- **DOCUMENT PASSAGE**:
Work Well

Work Well advocates for a culture of wellness for UND faculty and staff through innovative engagement opportunities.

November Wellness Spotlight

November is Diabetes Awareness Month!

Did you know that the year 2021 marked the 100th anniversary if the discovery of insulin? Before the discovery of insulin, people with diabetes did not live long lives. Since then, we have come a long way in reducing the burden diabetes has on people’s daily lives. But the fight is not over. Presently, the number of people living with diabetes is the highest it has ever been. About 1 in 10 Americans have diabetes and about 1 in 5 people with diabetes do not know they have it. People are developing diabetes at younger ages and at higher rates. The more you know about diabetes, the more you can do about preventing it, delaying it, or reducing its harmful effects. In this month’s wellness spotlight, we go over diabetes prevention, understanding the risks, and tips and resources for diabetes management.

Type 1 vs Type 2 Diabetes

Type 1:

  • Occurs at every age and in people of every race, shape, and size
  • The body does not produce insulin
  • Risk factors: having a parent or sibling with type1 diabetes

Type 2:

  • Most common form of diabetes
  • The body does not use insulin properly
  • Can lead to other serious health issues such as:
    • Heart disease
    • Stroke
    • Blindness
    • Kidney failure
  • You’re at risk if you:
    • Have prediabetes
    • Are overweight
    • Are 45 years or older
    • Have a parent or sibling with type 2 diabetes
    • Are physically active LESS than 3x per week
    • Have been diagnosed with gestational diabetes (diabetes during pregnancy) or given birth to a baby who weighed over 9 lbs.
    • Are African American, Hispanic or Latino, American Indian, or Alaska Native person. Some Pacific Islanders and Asian American people are also at higher risk

Gestational Diabetes

  • Can develop during pregnancy in women who do not already have diabetes
  • 2-10% of pregnancies in the US are affected by gestational diabetes
  • Usually does not present any symptoms
  • Can develop around the 24th week of pregnancy, get tested for gestational diabetes between 24 and 28 weeks
  • About 50% of women with gestational diabetes go on to develop type 2 diabetes

Lowering Your Risk For Type 2 Diabetes

The risk of developing type 2 diabetes can be reduced by living a healthy lifestyle. This can include eating healthier, being more active, and losing weight if you are overweight.

[Segmentation mask data]
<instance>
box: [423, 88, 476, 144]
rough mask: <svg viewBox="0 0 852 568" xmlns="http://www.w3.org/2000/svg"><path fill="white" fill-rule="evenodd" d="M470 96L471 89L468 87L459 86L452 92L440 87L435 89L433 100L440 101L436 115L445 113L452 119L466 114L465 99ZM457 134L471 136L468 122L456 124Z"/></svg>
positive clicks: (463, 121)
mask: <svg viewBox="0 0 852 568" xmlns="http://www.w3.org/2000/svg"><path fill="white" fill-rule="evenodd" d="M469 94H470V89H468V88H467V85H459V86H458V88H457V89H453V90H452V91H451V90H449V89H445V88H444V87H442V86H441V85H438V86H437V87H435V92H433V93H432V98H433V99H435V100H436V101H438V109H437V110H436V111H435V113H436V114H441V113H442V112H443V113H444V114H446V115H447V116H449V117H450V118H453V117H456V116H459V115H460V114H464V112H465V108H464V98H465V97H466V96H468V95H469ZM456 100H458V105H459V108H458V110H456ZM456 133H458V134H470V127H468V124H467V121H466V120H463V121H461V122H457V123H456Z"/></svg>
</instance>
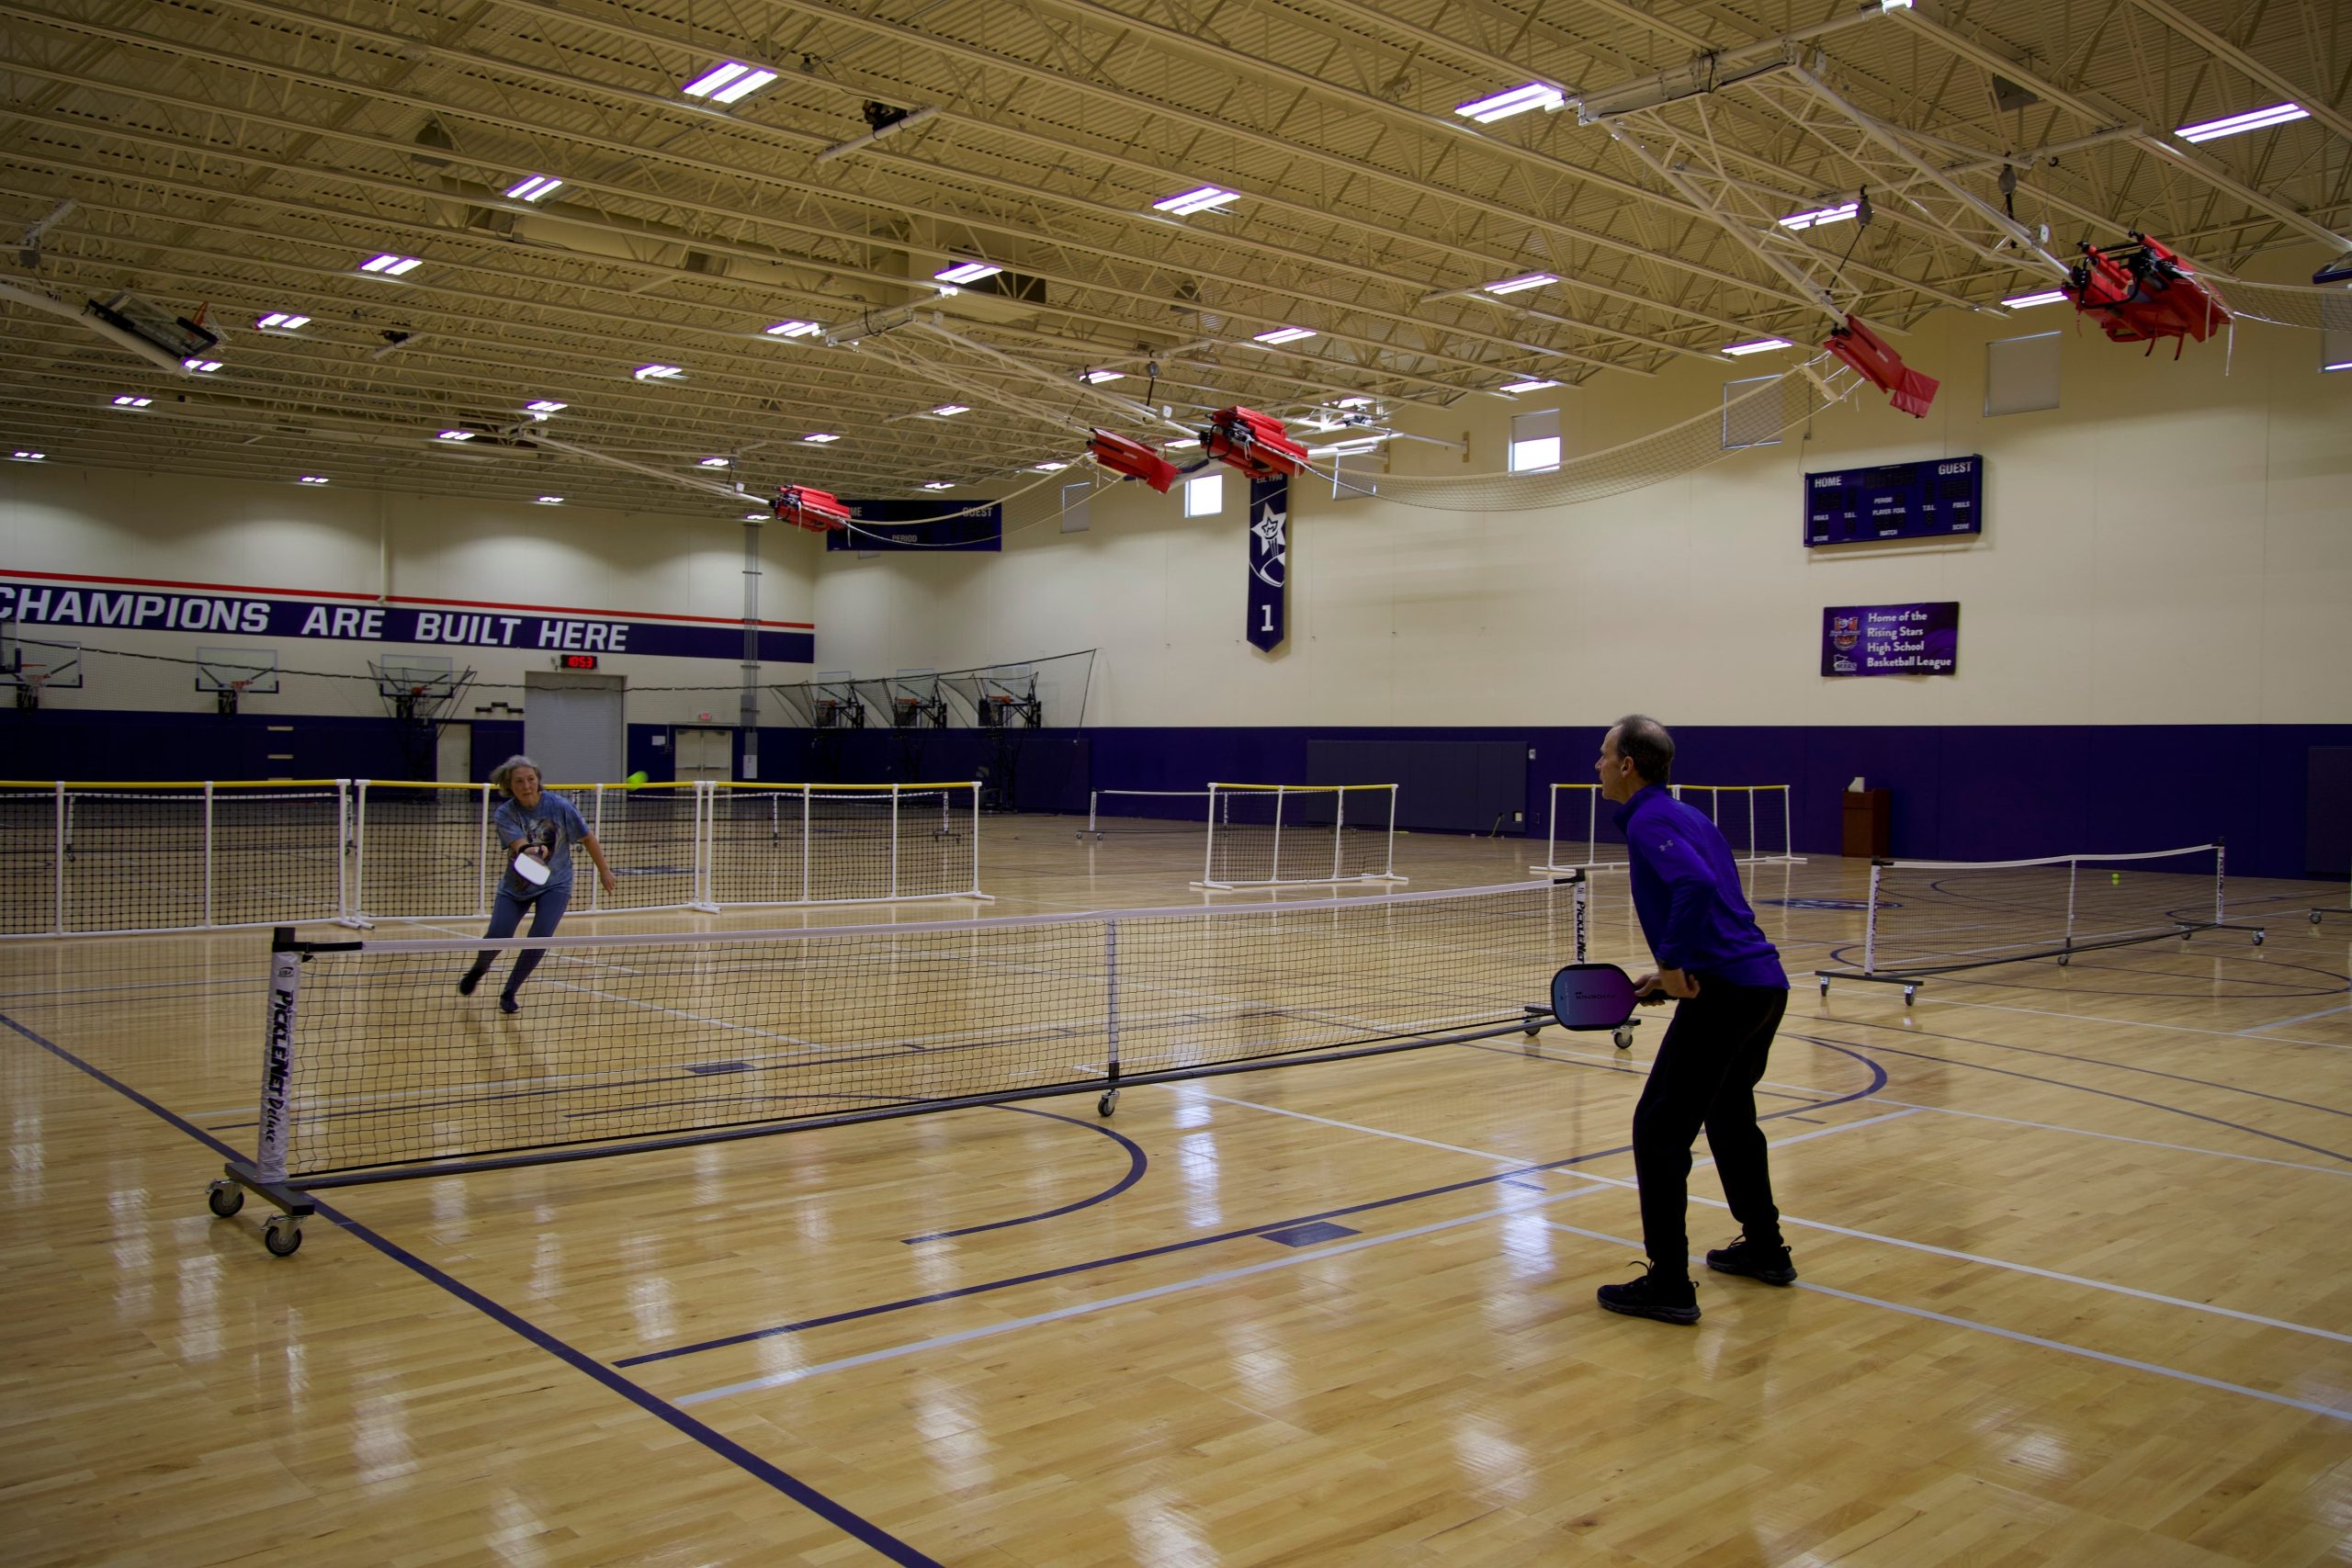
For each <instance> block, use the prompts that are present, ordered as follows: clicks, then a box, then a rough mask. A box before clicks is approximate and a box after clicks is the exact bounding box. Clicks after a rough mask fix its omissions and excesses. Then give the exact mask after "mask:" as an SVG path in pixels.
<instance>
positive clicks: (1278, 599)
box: [1249, 477, 1291, 654]
mask: <svg viewBox="0 0 2352 1568" xmlns="http://www.w3.org/2000/svg"><path fill="white" fill-rule="evenodd" d="M1289 527H1291V482H1289V477H1279V480H1251V482H1249V646H1254V649H1258V651H1261V654H1272V651H1275V649H1277V646H1282V639H1284V637H1287V635H1289V614H1287V597H1284V592H1282V588H1284V583H1289V576H1291V538H1289Z"/></svg>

- **WORK INSTRUCTIONS**:
1 – According to the diabetes awareness page, what other serious health issues can type 2 diabetes lead to? List all of them.
2 – Answer these questions from the diabetes awareness page:
(a) About how many Americans have diabetes?
(b) What share of pregnancies in the US are affected by gestational diabetes?
(c) In type 1 diabetes, what does the body fail to do?
3 – From the diabetes awareness page, reproduce the passage from "November Wellness Spotlight" up to and including "for diabetes management.", without changing any wording.

- **ANSWERS TO THE EXERCISES**:
1 –
Heart disease
Stroke
Blindness
Kidney failure

2 –
(a) About 1 in 10.
(b) 2-10%.
(c) It does not produce insulin.

3 –
November Wellness Spotlight

November is Diabetes Awareness Month!

Did you know that the year 2021 marked the 100th anniversary if the discovery of insulin? Before the discovery of insulin, people with diabetes did not live long lives. Since then, we have come a long way in reducing the burden diabetes has on people’s daily lives. But the fight is not over. Presently, the number of people living with diabetes is the highest it has ever been. About 1 in 10 Americans have diabetes and about 1 in 5 people with diabetes do not know they have it. People are developing diabetes at younger ages and at higher rates. The more you know about diabetes, the more you can do about preventing it, delaying it, or reducing its harmful effects. In this month’s wellness spotlight, we go over diabetes prevention, understanding the risks, and tips and resources for diabetes management.